──────── Given data ────────
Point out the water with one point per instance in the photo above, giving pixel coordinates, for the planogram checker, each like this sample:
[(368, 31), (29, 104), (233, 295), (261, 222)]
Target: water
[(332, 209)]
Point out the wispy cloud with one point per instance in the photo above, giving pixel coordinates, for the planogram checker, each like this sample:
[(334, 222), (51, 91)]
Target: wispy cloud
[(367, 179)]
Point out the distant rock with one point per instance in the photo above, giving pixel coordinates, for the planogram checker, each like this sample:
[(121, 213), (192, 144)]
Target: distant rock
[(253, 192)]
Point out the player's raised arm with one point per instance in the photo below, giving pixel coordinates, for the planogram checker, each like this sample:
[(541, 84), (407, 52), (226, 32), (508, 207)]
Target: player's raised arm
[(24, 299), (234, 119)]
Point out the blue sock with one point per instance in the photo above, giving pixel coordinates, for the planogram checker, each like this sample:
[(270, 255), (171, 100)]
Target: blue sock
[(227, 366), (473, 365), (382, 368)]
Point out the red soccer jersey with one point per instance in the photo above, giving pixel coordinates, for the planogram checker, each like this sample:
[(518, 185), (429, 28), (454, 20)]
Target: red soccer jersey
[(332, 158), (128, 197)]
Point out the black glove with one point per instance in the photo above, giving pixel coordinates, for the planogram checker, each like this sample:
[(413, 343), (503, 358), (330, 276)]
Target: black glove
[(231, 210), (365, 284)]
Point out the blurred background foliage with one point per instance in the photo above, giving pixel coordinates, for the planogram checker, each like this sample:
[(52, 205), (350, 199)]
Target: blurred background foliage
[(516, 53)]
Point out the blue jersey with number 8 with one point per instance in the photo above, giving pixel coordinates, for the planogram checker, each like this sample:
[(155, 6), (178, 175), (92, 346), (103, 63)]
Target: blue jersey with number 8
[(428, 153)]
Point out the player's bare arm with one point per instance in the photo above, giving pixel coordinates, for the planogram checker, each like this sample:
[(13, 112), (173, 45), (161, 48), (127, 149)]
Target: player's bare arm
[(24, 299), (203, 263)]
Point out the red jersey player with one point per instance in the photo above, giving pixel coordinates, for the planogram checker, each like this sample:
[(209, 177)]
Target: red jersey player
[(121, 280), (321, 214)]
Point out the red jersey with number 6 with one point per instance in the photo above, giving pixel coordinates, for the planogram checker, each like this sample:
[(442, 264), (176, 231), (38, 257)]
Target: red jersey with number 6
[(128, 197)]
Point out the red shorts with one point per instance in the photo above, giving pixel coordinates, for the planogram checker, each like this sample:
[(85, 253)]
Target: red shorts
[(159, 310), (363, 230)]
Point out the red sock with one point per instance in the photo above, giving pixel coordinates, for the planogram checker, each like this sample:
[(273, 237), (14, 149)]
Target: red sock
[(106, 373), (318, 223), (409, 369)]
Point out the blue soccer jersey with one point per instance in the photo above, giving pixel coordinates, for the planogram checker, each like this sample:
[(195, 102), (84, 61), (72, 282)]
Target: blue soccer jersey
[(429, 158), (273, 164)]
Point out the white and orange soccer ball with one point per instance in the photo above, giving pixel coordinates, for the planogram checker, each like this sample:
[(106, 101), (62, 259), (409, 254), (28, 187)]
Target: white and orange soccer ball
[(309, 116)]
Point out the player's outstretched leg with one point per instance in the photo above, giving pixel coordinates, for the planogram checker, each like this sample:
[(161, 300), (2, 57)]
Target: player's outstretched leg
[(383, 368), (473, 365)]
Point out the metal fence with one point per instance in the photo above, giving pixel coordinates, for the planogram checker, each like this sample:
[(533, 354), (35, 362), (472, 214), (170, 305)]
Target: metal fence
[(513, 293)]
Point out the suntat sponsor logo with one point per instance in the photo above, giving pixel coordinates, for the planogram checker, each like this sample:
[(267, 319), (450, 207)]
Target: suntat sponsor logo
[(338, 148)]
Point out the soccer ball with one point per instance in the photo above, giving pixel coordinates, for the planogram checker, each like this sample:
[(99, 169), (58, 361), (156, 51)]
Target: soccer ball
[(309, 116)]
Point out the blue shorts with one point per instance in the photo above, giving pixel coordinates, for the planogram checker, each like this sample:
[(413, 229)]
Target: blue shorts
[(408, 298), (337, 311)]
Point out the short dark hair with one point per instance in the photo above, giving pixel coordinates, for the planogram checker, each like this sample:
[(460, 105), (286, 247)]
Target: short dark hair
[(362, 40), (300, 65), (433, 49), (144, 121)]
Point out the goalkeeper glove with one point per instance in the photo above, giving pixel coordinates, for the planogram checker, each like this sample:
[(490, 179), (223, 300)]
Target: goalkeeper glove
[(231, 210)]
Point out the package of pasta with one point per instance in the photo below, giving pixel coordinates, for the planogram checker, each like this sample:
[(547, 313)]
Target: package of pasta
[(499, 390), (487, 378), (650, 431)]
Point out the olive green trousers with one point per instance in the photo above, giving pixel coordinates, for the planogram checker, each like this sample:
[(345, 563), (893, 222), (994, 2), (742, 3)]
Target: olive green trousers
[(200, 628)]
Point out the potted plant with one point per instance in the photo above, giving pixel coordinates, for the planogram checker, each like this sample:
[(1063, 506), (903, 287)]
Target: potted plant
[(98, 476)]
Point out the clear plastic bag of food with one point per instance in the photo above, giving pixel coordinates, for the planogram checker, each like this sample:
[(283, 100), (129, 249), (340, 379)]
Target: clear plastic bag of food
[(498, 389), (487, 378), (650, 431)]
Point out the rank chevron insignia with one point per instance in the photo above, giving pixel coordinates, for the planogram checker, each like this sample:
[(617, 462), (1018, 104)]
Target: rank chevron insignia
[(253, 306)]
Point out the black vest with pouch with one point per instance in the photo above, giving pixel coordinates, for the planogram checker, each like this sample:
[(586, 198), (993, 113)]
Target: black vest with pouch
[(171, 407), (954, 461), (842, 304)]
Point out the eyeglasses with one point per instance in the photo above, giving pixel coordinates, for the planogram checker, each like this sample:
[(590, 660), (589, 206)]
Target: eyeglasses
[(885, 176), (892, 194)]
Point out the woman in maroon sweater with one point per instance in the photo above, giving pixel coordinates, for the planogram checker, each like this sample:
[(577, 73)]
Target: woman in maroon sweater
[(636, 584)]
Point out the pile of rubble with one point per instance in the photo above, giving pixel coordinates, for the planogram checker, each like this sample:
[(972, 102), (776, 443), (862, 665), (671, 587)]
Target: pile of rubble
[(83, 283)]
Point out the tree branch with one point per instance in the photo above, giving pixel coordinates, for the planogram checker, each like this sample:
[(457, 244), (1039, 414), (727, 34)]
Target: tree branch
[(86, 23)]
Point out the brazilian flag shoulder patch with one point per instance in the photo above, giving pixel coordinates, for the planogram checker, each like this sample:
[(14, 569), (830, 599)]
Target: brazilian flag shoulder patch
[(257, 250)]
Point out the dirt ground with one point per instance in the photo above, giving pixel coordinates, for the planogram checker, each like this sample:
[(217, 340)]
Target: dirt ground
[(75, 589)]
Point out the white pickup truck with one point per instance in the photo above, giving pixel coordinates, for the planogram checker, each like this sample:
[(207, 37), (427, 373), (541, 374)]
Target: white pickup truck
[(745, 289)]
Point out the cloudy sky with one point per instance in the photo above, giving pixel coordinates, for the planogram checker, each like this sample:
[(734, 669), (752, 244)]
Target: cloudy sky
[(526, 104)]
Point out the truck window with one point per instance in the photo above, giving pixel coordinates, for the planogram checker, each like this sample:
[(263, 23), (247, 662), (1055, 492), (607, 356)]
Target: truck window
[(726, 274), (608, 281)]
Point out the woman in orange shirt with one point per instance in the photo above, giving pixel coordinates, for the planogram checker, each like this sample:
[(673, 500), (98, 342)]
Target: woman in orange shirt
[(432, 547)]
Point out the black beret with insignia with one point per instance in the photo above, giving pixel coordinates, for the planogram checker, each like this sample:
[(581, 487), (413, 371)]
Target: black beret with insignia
────────
Problem statement:
Copy word for word the lines above, starting at the line that contains "Point out the wispy" and ending at the line that contains "[(332, 158), (128, 197)]", with both of those lines included.

Written solution:
Point out the wispy cloud with one point per instance in the photo above, giving pixel coordinates, for the planogram checker, each like this sample:
[(334, 222), (51, 91)]
Target: wispy cloud
[(367, 179)]
Point out the distant rock with one point per instance in the photo above, giving pixel coordinates, for the planogram checker, each like this sample:
[(121, 213), (192, 144)]
Target: distant rock
[(253, 192)]
Point out the player's raised arm with one point per instance in the photo below, giving pixel coordinates, for the planogram checker, each like this sample:
[(541, 84), (407, 52), (226, 32), (508, 207)]
Target: player's raised arm
[(24, 299), (234, 119)]
Point out the blue sock with one point per instance in the photo above, giving pixel coordinates, for the planogram checker, each like this sample:
[(270, 255), (171, 100)]
Target: blue sock
[(227, 366), (473, 365), (382, 368)]
Point out the red soccer jersey with one point per instance in the photo above, giving pixel coordinates, for the planogram checker, each like this sample:
[(518, 185), (429, 28), (454, 20)]
Target: red soccer jersey
[(332, 158), (128, 197)]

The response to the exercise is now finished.